- _Enunciado A_
Selecione, nos registros, cada linha em que apareça a palavra "more", levando em conta a distinção entre maiúsculas e minúsculas.

- _Documento_
########

Tudo se passa, sob a lógica neoliberal, como se em todos os segmentos da economia mundial houvesse uma competição entre milhares de empresas. Entretanto, o movimento atual de concentração do Capitalismo Mundial Integrado revela que em muitos setores da economia apenas um pequeno grupo domina o mercado mundial. Em certos segmentos da economia, tem-se 4 a 5 empresas que dominam 80% do total da produção do setor. É o que ocorre, por exemplo, no setor de pneus.
Em 1982, entre as 10 maiores empresas de pneus 4 eram originalmente americanas: Firestone, Goodyear, Uniroyal, Goodrich. Perdendo a concorrência com empresas estrangeiras neste setor a Firestone foi comprada pela Bridgstone, do Japão; a Uniroyal foi adquirida pela Michelin, da França; a Goodrich foi comprada pela Continental, da Alemanha; resistindo apenas a Goodyear. Em 1985, 10 empresas controlavam 80% da produção de pneus no mundo. Já em 1992, apenas 3 empresas dominam 60% da produção mundial de pneus.
Outros exemplos interessantes situam-se na área de alimentos. No setor de supermercados, o Carrefour detém 40% das vendas na França, enquanto o grupo Micros responde por 50% das vendas de alimentação em supermercados na Suíça, sendo que essas cadeias às vezes cooperam entre si por algum objetivo comum.
A Philip Morris, por sua vez, atuava basicamente na área de cigarros. A partir de 1978, entretanto, passou a atuar no setor de alimentos, comprando a cervejaria Muller, a segunda maior dos EUA; em 1986 comprou a General Food, então a maior empresa de café do mundo, por US$ 6 bilhões; em 1988 comprou a Kraft (que atua com leite, queijo, manteiga e outros derivados) por US$ 12,5 bilhões; em 1990 comprou a Jacobs Suchard (que trabalha com café e chocolate) por US$ 5 bilhões. Em 1992, a Philip Morris, detinha 30% do comércio de café do mundo e 12 fábricas na Europa que se unificava economicamente, sendo que o número de suas fábricas iria diminuir em razão da modernização e intensificação da jornada de trabalho, gerando desemprego (23).
Para analisar um dos aspectos da política de abertura às importações no Brasil, tomemos como exemplos os casos dos detergentes, das esponjas de aço e das lâmpadas, em meio ao quadro de oligopolização de vários setores produtivos no país.
No primeiro caso, o grupo alemão Henkel - com sede em Dusseldorf e que contabilizou em 1993 US$ 7,92 bilhões em vendas - comprou, em 1994, 25% das ações ordinárias da Bombril que é controlado pelo grupo italiano Cragnotti & Partners, por US$ 50 milhões, o que possibilitou a Henkel participar na administração da Bombril/Orniex, podendo atuar de forma intensa no mercado brasileiro de detergentes e produtos de limpeza. A Bombril, por sua vez era proprietária das marcas Quanto, Limpol, PinhoBril, Mon Bijou, ODD, Brilhol, Pop e Kalipto (24). Por outra parte, no setor de detergente (ou sabão) em pó, a Gessy Lever possuía, em 1994, cerca de 74% do mercado brasileiro (25).

########

- _Dados do exercício_
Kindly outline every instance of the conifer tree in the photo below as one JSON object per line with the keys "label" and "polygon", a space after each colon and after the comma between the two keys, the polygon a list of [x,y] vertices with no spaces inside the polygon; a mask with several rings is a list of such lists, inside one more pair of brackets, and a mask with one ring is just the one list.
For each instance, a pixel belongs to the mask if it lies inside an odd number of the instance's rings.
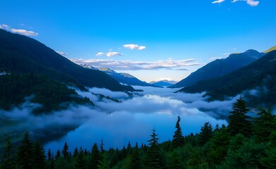
{"label": "conifer tree", "polygon": [[84,159],[84,152],[81,146],[78,156],[76,157],[75,167],[76,169],[85,169],[86,168],[86,162]]}
{"label": "conifer tree", "polygon": [[5,146],[4,152],[2,155],[2,158],[0,163],[1,169],[10,169],[14,168],[14,160],[15,160],[15,154],[12,151],[11,143],[9,139],[9,137],[6,137],[6,143]]}
{"label": "conifer tree", "polygon": [[43,169],[45,168],[45,151],[38,142],[35,144],[34,147],[34,168]]}
{"label": "conifer tree", "polygon": [[250,137],[252,132],[251,118],[246,115],[249,109],[247,108],[246,101],[240,96],[233,104],[232,111],[229,116],[228,130],[231,136],[241,133],[246,137]]}
{"label": "conifer tree", "polygon": [[56,154],[56,156],[54,156],[54,158],[57,159],[60,157],[60,151],[59,150],[57,150],[57,154]]}
{"label": "conifer tree", "polygon": [[98,165],[98,169],[109,169],[110,168],[110,161],[108,160],[108,156],[105,153],[102,160],[100,161],[100,163]]}
{"label": "conifer tree", "polygon": [[101,154],[103,154],[105,152],[105,149],[103,149],[103,146],[105,144],[103,144],[103,140],[100,140],[100,151]]}
{"label": "conifer tree", "polygon": [[276,116],[271,108],[259,109],[258,117],[254,119],[254,134],[258,142],[268,142],[272,131],[276,131]]}
{"label": "conifer tree", "polygon": [[69,146],[68,146],[68,144],[67,144],[67,142],[65,142],[65,143],[64,143],[64,146],[63,146],[63,149],[62,151],[62,154],[63,158],[64,158],[64,159],[67,159],[68,158],[68,156],[69,156]]}
{"label": "conifer tree", "polygon": [[203,146],[207,143],[213,135],[213,128],[209,122],[204,124],[200,129],[199,142],[200,144]]}
{"label": "conifer tree", "polygon": [[176,125],[176,131],[174,132],[173,142],[172,142],[173,148],[183,146],[184,145],[184,137],[182,134],[181,127],[179,124],[180,120],[181,118],[178,116]]}
{"label": "conifer tree", "polygon": [[24,134],[22,143],[18,148],[17,165],[23,169],[33,168],[33,143],[30,141],[28,132]]}
{"label": "conifer tree", "polygon": [[100,163],[101,159],[100,153],[98,150],[98,145],[96,143],[94,143],[94,145],[92,147],[91,150],[91,158],[90,160],[90,168],[96,169],[98,168],[98,165]]}
{"label": "conifer tree", "polygon": [[74,150],[73,157],[76,157],[79,154],[79,150],[78,148],[76,147],[76,149]]}
{"label": "conifer tree", "polygon": [[52,158],[53,158],[50,149],[48,149],[48,152],[47,154],[47,161],[51,161]]}
{"label": "conifer tree", "polygon": [[142,168],[142,163],[141,163],[141,157],[139,154],[139,147],[138,144],[136,143],[136,146],[133,150],[133,154],[131,156],[130,161],[130,168],[136,169],[136,168]]}
{"label": "conifer tree", "polygon": [[128,154],[132,154],[132,145],[130,144],[130,142],[128,142],[127,147],[127,151]]}
{"label": "conifer tree", "polygon": [[156,134],[156,130],[152,130],[151,139],[148,141],[149,142],[149,148],[146,152],[146,158],[144,165],[148,168],[163,168],[164,161],[161,154],[161,150],[159,147],[159,143]]}

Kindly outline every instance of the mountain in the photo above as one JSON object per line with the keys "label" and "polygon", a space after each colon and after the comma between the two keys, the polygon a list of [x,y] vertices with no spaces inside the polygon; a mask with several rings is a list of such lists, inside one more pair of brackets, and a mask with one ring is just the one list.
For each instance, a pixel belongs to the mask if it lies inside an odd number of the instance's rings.
{"label": "mountain", "polygon": [[89,64],[80,64],[80,65],[84,67],[84,68],[90,68],[90,69],[92,69],[92,70],[98,70],[98,68],[94,68],[94,67],[93,67],[92,65],[91,65]]}
{"label": "mountain", "polygon": [[224,100],[243,94],[250,105],[272,106],[276,104],[276,50],[252,63],[224,76],[202,80],[179,92],[197,93],[207,91],[209,100]]}
{"label": "mountain", "polygon": [[39,73],[67,85],[84,89],[133,91],[101,71],[84,68],[30,37],[0,29],[0,71]]}
{"label": "mountain", "polygon": [[171,85],[176,84],[177,82],[172,80],[163,80],[158,82],[152,81],[149,82],[155,86],[159,87],[170,87]]}
{"label": "mountain", "polygon": [[147,83],[146,82],[143,82],[135,77],[132,76],[132,75],[130,75],[128,73],[117,73],[114,71],[113,70],[111,70],[108,68],[102,68],[99,69],[100,70],[105,73],[111,77],[116,80],[117,82],[125,84],[127,85],[135,85],[135,86],[144,86],[144,87],[157,87],[157,86],[155,86],[154,84]]}
{"label": "mountain", "polygon": [[264,54],[252,49],[241,54],[231,54],[226,58],[217,59],[210,62],[170,87],[177,88],[192,86],[200,80],[225,75],[251,63],[263,55]]}
{"label": "mountain", "polygon": [[270,52],[272,51],[274,51],[274,50],[276,50],[276,45],[272,46],[272,47],[271,47],[271,48],[270,48],[270,49],[268,49],[268,50],[266,50],[265,51],[263,51],[263,53],[267,54],[267,53],[269,53],[269,52]]}

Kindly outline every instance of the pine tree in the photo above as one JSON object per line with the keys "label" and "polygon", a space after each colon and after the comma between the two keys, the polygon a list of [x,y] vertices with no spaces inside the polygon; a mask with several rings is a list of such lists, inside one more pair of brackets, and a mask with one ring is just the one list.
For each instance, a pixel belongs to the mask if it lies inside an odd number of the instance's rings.
{"label": "pine tree", "polygon": [[136,146],[133,150],[133,154],[131,156],[130,160],[130,168],[136,169],[136,168],[142,168],[141,163],[141,157],[139,154],[139,148],[138,144],[136,143]]}
{"label": "pine tree", "polygon": [[63,146],[63,149],[62,151],[62,154],[63,158],[64,158],[64,159],[67,159],[68,158],[68,156],[69,156],[69,146],[68,146],[68,144],[67,144],[67,142],[65,142],[65,143],[64,143],[64,146]]}
{"label": "pine tree", "polygon": [[105,152],[105,149],[103,149],[103,146],[105,144],[103,144],[103,140],[100,140],[100,151],[101,154],[103,154]]}
{"label": "pine tree", "polygon": [[35,142],[34,147],[34,168],[43,169],[45,168],[45,151],[39,142]]}
{"label": "pine tree", "polygon": [[229,116],[228,130],[231,136],[241,133],[246,137],[251,134],[252,125],[251,118],[246,115],[249,109],[247,108],[246,101],[240,96],[233,104],[232,111],[230,111]]}
{"label": "pine tree", "polygon": [[94,145],[92,147],[91,150],[91,158],[90,160],[90,168],[96,169],[98,168],[98,165],[100,163],[101,159],[101,154],[98,150],[98,145],[96,143],[94,143]]}
{"label": "pine tree", "polygon": [[74,150],[73,157],[76,157],[79,154],[78,148],[76,147],[76,149]]}
{"label": "pine tree", "polygon": [[148,168],[163,168],[164,165],[164,161],[159,149],[159,143],[156,134],[156,130],[152,130],[151,139],[148,142],[149,142],[149,148],[146,152],[146,158],[145,161],[145,166]]}
{"label": "pine tree", "polygon": [[276,116],[271,108],[260,108],[258,117],[254,119],[254,134],[258,142],[268,142],[272,131],[276,130]]}
{"label": "pine tree", "polygon": [[17,164],[23,169],[33,168],[33,144],[29,132],[26,132],[17,154]]}
{"label": "pine tree", "polygon": [[53,158],[53,155],[51,152],[50,149],[48,149],[48,153],[47,154],[47,161],[51,161],[52,158]]}
{"label": "pine tree", "polygon": [[132,154],[132,145],[130,144],[130,142],[128,142],[127,147],[127,154]]}
{"label": "pine tree", "polygon": [[109,169],[110,168],[110,161],[108,160],[106,154],[103,154],[103,159],[100,161],[100,163],[98,165],[98,169]]}
{"label": "pine tree", "polygon": [[213,135],[213,128],[211,124],[207,122],[204,124],[200,129],[199,142],[200,144],[203,146],[207,143]]}
{"label": "pine tree", "polygon": [[76,157],[75,167],[76,169],[85,169],[86,168],[86,162],[84,159],[84,152],[81,146],[79,155]]}
{"label": "pine tree", "polygon": [[12,146],[11,146],[11,143],[9,137],[7,136],[5,150],[1,160],[0,168],[1,169],[14,168],[15,166],[14,156],[15,155],[12,151]]}
{"label": "pine tree", "polygon": [[179,124],[180,120],[181,118],[178,116],[176,125],[176,131],[174,132],[173,142],[172,142],[173,148],[183,146],[184,145],[184,137],[182,134],[181,127]]}
{"label": "pine tree", "polygon": [[59,150],[57,150],[57,154],[56,154],[56,156],[54,156],[54,158],[57,159],[60,157],[60,151]]}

########

- _Enunciado B_
Repita literalmente o trecho do texto sobre concentração econômica que se inicia com as palavras "No primeiro caso, o" e se encerra com "mercado brasileiro (25).".

- _Resolução A_
Kindly outline every instance of the conifer tree in the photo below as one JSON object per line with the keys "label" and "polygon", a space after each colon and after the comma between the two keys, the polygon a list of [x,y] vertices with no spaces inside the polygon; a mask with several rings is a list of such lists, inside one more pair of brackets, and a mask with one ring is just the one list.
Kindly outline every instance of the mountain in the photo above as one JSON object per line with the keys "label" and "polygon", a space after each colon and after the comma between the two keys, the polygon a list of [x,y] vertices with no spaces inside the polygon; a mask with several rings is a list of such lists, inside one more pair of brackets, and a mask with one ring is just the one list.
Kindly outline every instance of the pine tree in the photo above as one JSON object per line with the keys "label" and "polygon", a space after each colon and after the comma between the two keys, the polygon a list of [x,y] vertices with no spaces inside the polygon; a mask with several rings is a list of such lists, inside one more pair of brackets, and a mask with one ring is just the one list.

- _Resolução B_
No primeiro caso, o grupo alemão Henkel - com sede em Dusseldorf e que contabilizou em 1993 US$ 7,92 bilhões em vendas - comprou, em 1994, 25% das ações ordinárias da Bombril que é controlado pelo grupo italiano Cragnotti & Partners, por US$ 50 milhões, o que possibilitou a Henkel participar na administração da Bombril/Orniex, podendo atuar de forma intensa no mercado brasileiro de detergentes e produtos de limpeza. A Bombril, por sua vez era proprietária das marcas Quanto, Limpol, PinhoBril, Mon Bijou, ODD, Brilhol, Pop e Kalipto (24). Por outra parte, no setor de detergente (ou sabão) em pó, a Gessy Lever possuía, em 1994, cerca de 74% do mercado brasileiro (25).